I spent most of this year planning a move to California, and as an already massive fan of the series, Grand Theft Auto V was an absolute dream come true for me. I just love being in that world, driving around and listening to music, going for a cycle, and bumping shoulders with people in the street. I get excited about the gameworld in GTA, in the same way I get excited about being in America. It helps that they fixed the shooting, expanded the multiplayer, and actually had interesting characters this time around. But more than that, GTA reached deep inside my dreams and allowed me to explore a place I've always been infatuated with. In fact since moving over I've barely played GTA. I guess I don't need to as much anymore. I wake up in San Andreas every morning now.
My second favorite game of the year had me feeling a lump in my throat within the first 15 minutes. And by the time the credits rolled, I was a sobbing wreck. Not only was BioShock Infinite one of the best PC shooters I've played in years, but it asked difficult questions. It opened up deep wounds I have around the role of faith in our lives. It made me feel crushing empathy for my ancestors affected by Irish diaspora, and bitter rage toward those who took part in racial persecution. Infinite treated me like an adult. It challenged me in ways games rarely do. By the end, I felt like I had grown as an individual, and I don't think you can say that about many games.

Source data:

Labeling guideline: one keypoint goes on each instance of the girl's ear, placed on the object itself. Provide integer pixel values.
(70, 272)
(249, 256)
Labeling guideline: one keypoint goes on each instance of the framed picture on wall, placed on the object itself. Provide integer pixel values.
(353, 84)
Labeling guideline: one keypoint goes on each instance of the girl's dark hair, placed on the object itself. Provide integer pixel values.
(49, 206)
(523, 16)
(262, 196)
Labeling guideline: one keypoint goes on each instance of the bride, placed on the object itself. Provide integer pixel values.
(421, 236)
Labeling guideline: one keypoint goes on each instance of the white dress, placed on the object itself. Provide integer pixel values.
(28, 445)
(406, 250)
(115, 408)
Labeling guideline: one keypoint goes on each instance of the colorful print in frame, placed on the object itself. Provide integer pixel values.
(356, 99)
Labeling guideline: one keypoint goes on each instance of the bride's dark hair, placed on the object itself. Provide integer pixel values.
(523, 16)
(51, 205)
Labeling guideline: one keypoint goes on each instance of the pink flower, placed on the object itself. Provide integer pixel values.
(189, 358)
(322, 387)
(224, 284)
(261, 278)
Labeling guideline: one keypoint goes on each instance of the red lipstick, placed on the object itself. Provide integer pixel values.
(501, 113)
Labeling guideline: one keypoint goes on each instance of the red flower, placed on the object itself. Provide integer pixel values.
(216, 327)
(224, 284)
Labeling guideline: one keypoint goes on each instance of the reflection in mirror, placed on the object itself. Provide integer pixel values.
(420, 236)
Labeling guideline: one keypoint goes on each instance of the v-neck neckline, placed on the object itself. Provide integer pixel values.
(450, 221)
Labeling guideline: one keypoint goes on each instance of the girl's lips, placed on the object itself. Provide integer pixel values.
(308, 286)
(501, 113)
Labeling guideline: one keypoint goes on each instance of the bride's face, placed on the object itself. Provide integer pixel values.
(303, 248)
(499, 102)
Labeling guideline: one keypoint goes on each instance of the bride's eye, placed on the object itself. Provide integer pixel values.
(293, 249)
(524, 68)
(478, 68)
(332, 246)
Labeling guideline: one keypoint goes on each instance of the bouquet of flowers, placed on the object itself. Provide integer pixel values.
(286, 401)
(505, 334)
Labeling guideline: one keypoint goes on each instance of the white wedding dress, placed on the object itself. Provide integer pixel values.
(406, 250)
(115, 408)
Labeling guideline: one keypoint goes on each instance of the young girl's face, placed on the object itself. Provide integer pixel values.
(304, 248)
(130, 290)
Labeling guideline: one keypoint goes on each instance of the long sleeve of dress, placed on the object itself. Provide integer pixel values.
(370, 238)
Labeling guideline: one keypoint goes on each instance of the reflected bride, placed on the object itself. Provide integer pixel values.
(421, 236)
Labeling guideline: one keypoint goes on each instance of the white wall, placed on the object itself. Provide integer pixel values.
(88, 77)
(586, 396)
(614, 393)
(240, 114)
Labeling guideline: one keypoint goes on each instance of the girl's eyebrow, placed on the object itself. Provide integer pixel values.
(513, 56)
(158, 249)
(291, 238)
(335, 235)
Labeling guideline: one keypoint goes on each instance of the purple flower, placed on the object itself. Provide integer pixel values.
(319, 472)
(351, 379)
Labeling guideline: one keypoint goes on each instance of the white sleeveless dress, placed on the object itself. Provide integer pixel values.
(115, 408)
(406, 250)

### [Set of tasks]
(1) According to the review, why has the writer barely played Grand Theft Auto V since moving? Explain in one to three sentences.
(2) Reproduce everything in the review from "My second favorite" down to "about many games.", word for word.
The source data plays no part in this work.

### [Answers by item]
(1) The writer no longer needs the game as much, because the writer now lives in the place it depicts and wakes up in San Andreas every morning. The game had let the writer explore a place the writer had always been infatuated with, and now the writer is actually there.

(2)
My second favorite game of the year had me feeling a lump in my throat within the first 15 minutes. And by the time the credits rolled, I was a sobbing wreck. Not only was BioShock Infinite one of the best PC shooters I've played in years, but it asked difficult questions. It opened up deep wounds I have around the role of faith in our lives. It made me feel crushing empathy for my ancestors affected by Irish diaspora, and bitter rage toward those who took part in racial persecution. Infinite treated me like an adult. It challenged me in ways games rarely do. By the end, I felt like I had grown as an individual, and I don't think you can say that about many games.